##### Data records

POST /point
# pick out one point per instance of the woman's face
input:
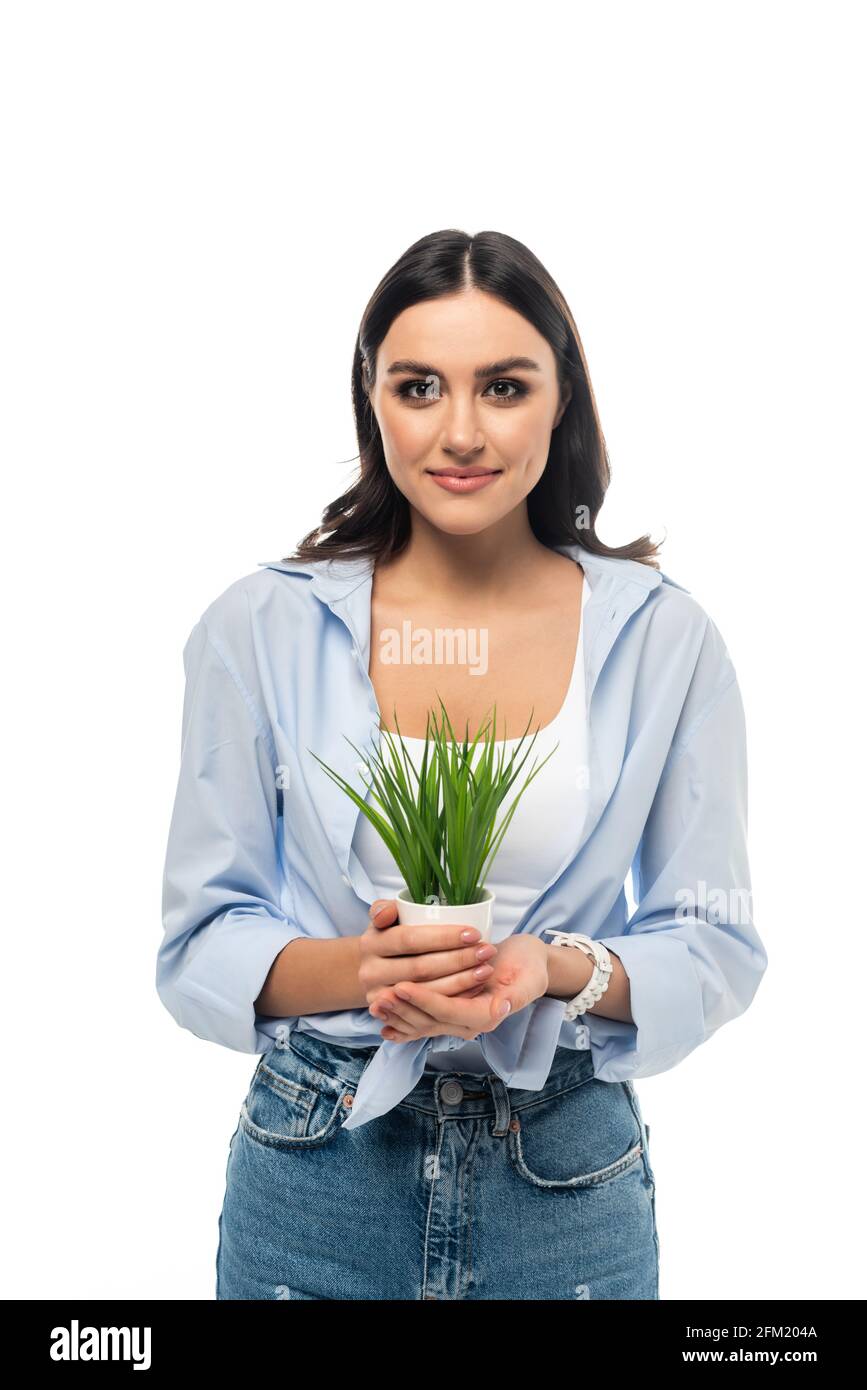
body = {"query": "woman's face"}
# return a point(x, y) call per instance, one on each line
point(464, 384)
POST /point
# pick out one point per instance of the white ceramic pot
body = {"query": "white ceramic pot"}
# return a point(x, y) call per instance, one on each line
point(428, 913)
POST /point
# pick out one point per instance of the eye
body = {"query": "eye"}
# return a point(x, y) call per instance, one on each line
point(428, 388)
point(517, 388)
point(428, 391)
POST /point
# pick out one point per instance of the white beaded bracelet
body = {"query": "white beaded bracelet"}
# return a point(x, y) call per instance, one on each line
point(598, 983)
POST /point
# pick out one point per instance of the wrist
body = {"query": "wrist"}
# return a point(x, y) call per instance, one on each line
point(567, 972)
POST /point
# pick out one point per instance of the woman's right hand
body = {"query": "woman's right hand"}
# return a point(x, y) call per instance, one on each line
point(434, 954)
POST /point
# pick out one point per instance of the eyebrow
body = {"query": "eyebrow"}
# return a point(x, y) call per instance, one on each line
point(492, 369)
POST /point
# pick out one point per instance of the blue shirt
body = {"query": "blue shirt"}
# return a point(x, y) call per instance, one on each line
point(260, 838)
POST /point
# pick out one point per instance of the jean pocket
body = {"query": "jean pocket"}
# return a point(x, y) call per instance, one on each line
point(292, 1102)
point(582, 1137)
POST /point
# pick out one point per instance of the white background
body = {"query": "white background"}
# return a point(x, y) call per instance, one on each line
point(199, 200)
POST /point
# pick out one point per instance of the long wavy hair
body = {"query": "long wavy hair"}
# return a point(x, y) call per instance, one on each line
point(373, 516)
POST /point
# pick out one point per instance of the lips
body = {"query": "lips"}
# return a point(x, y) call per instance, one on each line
point(464, 480)
point(474, 471)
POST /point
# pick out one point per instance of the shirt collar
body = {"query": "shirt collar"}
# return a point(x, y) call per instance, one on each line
point(334, 578)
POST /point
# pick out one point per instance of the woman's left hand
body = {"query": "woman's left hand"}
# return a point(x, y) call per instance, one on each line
point(417, 1011)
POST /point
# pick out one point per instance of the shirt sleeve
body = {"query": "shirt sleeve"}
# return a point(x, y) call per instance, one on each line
point(223, 886)
point(691, 950)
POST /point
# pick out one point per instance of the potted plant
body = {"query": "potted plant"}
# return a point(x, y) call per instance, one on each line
point(439, 822)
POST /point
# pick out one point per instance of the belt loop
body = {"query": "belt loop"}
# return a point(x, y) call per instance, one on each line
point(500, 1104)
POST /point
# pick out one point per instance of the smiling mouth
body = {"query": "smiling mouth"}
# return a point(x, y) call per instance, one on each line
point(456, 481)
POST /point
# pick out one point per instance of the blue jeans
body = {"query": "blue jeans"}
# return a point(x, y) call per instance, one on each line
point(467, 1189)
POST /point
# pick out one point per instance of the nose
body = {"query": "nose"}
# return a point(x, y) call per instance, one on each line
point(461, 435)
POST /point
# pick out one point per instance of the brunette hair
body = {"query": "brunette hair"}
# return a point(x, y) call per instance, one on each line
point(373, 516)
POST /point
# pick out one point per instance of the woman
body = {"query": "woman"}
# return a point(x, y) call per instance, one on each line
point(431, 1118)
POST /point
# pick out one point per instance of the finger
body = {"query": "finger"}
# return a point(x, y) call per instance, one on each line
point(382, 912)
point(400, 1030)
point(416, 938)
point(463, 980)
point(456, 1011)
point(409, 1018)
point(450, 965)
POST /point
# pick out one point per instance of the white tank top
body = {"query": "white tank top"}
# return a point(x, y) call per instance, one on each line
point(546, 824)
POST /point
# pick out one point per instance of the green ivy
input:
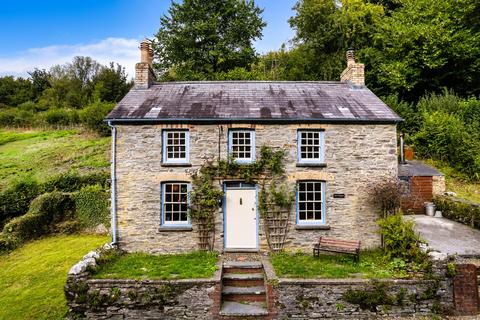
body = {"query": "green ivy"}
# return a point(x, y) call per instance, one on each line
point(206, 196)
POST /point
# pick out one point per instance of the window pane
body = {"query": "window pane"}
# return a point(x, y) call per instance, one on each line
point(241, 145)
point(310, 201)
point(175, 202)
point(175, 145)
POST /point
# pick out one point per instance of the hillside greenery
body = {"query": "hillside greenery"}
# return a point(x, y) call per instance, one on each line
point(32, 277)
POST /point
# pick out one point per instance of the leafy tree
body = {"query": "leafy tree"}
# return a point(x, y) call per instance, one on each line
point(425, 46)
point(14, 91)
point(111, 83)
point(325, 29)
point(199, 38)
point(40, 81)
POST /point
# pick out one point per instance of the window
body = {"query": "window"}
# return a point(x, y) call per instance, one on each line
point(175, 203)
point(241, 145)
point(311, 202)
point(175, 146)
point(310, 146)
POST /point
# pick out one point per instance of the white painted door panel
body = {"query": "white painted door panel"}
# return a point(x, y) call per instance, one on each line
point(241, 219)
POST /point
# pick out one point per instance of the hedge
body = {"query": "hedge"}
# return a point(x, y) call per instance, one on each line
point(92, 206)
point(45, 210)
point(459, 210)
point(15, 201)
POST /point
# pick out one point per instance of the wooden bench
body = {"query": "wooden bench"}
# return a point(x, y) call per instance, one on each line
point(339, 246)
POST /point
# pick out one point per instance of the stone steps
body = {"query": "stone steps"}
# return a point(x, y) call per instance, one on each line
point(243, 290)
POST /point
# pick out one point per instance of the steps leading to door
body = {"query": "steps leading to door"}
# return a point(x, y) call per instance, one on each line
point(243, 290)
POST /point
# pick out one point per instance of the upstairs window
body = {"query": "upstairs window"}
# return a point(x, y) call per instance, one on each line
point(241, 145)
point(311, 202)
point(175, 146)
point(310, 146)
point(175, 203)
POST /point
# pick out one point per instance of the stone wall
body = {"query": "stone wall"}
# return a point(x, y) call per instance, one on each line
point(131, 299)
point(356, 157)
point(326, 298)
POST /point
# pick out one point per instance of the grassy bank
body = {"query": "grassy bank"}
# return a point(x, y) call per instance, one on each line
point(32, 277)
point(40, 154)
point(173, 266)
point(457, 183)
point(372, 265)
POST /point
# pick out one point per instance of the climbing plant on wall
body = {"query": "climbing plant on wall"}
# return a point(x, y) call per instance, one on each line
point(275, 198)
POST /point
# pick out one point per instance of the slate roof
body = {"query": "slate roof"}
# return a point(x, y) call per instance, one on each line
point(417, 169)
point(252, 101)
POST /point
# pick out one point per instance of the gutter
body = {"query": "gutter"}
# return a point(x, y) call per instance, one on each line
point(113, 165)
point(250, 120)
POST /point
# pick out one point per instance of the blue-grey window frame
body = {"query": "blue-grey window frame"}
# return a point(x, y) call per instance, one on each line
point(321, 160)
point(188, 223)
point(165, 159)
point(324, 207)
point(252, 144)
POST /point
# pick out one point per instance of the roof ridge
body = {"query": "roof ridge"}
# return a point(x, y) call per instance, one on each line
point(251, 81)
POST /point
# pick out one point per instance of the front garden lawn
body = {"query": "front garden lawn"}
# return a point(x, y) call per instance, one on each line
point(32, 277)
point(141, 266)
point(372, 265)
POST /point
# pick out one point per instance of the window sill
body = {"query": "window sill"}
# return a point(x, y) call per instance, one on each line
point(306, 164)
point(174, 228)
point(311, 227)
point(180, 164)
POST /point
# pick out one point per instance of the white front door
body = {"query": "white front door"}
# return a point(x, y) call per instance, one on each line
point(241, 219)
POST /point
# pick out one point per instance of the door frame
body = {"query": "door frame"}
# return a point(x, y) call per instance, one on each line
point(224, 209)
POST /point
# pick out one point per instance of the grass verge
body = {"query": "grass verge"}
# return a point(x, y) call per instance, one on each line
point(372, 265)
point(141, 266)
point(457, 183)
point(40, 154)
point(32, 277)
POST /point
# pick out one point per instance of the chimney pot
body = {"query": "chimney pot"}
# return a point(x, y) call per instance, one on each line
point(144, 75)
point(350, 57)
point(354, 73)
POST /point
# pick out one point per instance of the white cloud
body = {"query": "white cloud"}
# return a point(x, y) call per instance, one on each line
point(118, 50)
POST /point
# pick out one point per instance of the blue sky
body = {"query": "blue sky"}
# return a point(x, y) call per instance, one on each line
point(45, 33)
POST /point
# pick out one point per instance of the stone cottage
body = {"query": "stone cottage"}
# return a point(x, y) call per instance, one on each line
point(338, 136)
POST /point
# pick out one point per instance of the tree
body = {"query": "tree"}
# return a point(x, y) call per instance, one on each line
point(425, 46)
point(111, 83)
point(40, 81)
point(325, 29)
point(199, 38)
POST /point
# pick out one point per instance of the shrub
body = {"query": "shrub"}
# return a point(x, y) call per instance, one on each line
point(61, 117)
point(400, 240)
point(387, 196)
point(92, 206)
point(92, 117)
point(45, 210)
point(459, 210)
point(72, 181)
point(13, 117)
point(15, 200)
point(445, 137)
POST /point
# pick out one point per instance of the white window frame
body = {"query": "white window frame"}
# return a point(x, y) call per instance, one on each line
point(163, 221)
point(322, 205)
point(165, 145)
point(252, 145)
point(321, 146)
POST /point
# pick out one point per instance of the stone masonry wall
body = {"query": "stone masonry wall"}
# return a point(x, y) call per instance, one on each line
point(356, 157)
point(89, 298)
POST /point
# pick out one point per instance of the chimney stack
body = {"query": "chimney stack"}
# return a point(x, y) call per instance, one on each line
point(144, 75)
point(355, 72)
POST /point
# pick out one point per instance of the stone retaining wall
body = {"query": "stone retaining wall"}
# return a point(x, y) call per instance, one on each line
point(326, 298)
point(89, 298)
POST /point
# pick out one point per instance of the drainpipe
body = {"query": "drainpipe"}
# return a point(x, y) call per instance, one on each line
point(402, 148)
point(113, 166)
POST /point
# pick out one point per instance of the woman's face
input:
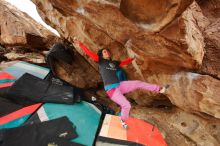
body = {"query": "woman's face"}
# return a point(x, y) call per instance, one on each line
point(106, 54)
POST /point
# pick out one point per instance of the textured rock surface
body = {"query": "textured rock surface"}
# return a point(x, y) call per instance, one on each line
point(19, 29)
point(176, 125)
point(179, 46)
point(211, 9)
point(152, 15)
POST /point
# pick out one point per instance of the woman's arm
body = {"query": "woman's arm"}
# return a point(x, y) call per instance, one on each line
point(88, 52)
point(126, 61)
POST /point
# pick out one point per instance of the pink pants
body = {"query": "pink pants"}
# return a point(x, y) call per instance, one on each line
point(117, 96)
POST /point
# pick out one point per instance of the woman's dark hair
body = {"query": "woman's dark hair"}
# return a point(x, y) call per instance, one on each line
point(100, 53)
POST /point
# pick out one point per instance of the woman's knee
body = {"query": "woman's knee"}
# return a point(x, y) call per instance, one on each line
point(127, 105)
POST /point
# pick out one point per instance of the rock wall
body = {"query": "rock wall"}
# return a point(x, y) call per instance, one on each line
point(174, 42)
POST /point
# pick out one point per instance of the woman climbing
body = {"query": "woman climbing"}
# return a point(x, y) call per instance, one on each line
point(113, 87)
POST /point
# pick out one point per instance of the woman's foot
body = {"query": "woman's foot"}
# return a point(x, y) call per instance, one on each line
point(124, 125)
point(164, 88)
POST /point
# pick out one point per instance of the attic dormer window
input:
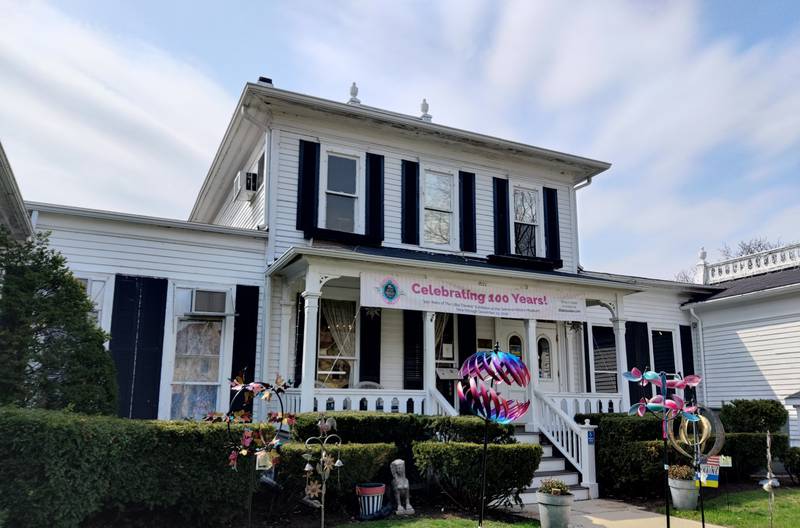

##########

What you should do ▸
Look through the entries above; copy each line where the string "wooden" appears.

Exercise solution ▸
# pick out one point per instance of the wooden bench
body = {"query": "wooden bench"}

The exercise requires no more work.